Scan the data below and copy each line where "toilet" occurs.
━━ Extracted records
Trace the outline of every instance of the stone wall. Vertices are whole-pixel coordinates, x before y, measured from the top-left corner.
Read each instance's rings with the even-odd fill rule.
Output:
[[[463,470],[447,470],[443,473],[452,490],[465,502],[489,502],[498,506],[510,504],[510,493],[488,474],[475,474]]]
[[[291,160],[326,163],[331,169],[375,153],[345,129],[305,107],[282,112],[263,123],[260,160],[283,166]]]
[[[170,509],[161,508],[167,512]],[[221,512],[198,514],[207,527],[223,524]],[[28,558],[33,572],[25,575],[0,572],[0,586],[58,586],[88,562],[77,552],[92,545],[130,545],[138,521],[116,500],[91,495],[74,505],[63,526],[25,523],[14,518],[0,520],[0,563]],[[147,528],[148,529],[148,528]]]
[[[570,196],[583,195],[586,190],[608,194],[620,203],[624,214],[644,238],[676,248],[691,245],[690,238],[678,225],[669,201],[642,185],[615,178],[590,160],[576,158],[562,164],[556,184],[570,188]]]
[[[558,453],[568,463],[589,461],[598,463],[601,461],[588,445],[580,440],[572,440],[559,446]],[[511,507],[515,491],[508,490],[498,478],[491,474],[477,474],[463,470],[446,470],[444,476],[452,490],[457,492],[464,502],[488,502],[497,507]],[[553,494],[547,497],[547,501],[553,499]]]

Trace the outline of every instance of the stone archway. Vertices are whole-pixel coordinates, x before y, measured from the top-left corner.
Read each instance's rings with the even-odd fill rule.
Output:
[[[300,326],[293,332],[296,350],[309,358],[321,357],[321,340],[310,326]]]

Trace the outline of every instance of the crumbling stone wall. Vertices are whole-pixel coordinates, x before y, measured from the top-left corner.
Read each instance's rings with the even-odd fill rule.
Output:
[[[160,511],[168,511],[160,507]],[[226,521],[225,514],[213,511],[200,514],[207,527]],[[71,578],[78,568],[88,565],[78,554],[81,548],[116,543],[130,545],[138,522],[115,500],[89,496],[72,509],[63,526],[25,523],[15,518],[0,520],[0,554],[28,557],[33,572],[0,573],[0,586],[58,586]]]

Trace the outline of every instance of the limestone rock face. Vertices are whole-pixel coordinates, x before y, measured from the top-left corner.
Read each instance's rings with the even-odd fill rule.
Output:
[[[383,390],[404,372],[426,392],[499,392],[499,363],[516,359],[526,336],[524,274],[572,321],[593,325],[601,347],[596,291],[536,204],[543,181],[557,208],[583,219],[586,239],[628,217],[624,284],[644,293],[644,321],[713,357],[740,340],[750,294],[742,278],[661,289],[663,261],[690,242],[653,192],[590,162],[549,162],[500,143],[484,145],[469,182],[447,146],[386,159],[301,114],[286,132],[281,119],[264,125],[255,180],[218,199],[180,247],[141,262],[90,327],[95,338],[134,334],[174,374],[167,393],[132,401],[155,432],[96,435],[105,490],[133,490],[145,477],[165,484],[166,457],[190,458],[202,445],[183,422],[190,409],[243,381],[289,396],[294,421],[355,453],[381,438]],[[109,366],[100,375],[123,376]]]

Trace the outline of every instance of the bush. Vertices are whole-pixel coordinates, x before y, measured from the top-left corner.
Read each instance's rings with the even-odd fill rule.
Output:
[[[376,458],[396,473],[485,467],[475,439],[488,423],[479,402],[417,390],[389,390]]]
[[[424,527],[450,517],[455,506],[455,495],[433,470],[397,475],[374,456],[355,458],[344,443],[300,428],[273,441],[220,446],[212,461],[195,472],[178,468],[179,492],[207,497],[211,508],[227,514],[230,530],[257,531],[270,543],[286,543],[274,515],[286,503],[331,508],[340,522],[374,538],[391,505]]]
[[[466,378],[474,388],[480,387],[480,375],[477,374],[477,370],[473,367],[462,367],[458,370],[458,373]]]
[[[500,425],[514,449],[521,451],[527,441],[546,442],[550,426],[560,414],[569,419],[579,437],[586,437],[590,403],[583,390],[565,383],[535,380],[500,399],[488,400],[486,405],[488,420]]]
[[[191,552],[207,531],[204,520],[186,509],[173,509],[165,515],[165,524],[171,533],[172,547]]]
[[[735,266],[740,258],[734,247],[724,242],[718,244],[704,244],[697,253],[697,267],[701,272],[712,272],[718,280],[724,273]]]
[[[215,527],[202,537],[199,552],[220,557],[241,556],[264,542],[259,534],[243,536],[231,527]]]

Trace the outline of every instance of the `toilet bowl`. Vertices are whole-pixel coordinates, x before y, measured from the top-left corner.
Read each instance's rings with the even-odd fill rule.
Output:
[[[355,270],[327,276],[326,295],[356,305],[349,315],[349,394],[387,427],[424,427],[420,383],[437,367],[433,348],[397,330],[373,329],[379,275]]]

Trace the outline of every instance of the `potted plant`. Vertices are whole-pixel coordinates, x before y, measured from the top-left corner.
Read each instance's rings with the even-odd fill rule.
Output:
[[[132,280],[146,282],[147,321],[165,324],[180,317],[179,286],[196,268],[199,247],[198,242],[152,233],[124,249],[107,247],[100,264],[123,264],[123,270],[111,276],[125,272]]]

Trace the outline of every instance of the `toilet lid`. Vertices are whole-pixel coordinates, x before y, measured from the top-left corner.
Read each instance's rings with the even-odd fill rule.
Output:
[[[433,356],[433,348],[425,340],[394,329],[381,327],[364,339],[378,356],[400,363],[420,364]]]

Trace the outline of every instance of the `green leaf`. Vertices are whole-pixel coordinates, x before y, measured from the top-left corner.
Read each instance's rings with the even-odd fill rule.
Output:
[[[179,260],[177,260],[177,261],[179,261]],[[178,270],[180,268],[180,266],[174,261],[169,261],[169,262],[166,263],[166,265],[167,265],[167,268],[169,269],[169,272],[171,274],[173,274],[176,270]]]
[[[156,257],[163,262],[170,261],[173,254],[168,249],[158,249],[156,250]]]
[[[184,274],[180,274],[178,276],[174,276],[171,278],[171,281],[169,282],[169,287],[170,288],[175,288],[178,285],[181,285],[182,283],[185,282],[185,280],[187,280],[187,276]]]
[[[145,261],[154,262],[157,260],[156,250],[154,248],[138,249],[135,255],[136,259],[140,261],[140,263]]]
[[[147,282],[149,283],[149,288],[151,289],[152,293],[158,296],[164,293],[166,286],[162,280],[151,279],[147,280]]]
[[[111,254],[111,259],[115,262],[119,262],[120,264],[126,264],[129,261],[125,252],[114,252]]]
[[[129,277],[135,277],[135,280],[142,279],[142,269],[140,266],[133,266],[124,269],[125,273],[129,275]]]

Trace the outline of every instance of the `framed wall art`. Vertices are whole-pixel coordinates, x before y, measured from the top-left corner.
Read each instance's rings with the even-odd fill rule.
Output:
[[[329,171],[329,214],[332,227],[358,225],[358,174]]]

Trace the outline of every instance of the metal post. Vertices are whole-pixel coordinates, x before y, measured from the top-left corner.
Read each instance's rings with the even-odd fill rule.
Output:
━━━━
Task solution ::
Trace the outline of every instance of the `toilet bowl`. Vertices are whole-pixel coordinates, x before y, measured from the top-left corner.
Trace the outline of every instance of the `toilet lid`. Vertices are whole-pixel coordinates, x before y, measured from the top-left corner.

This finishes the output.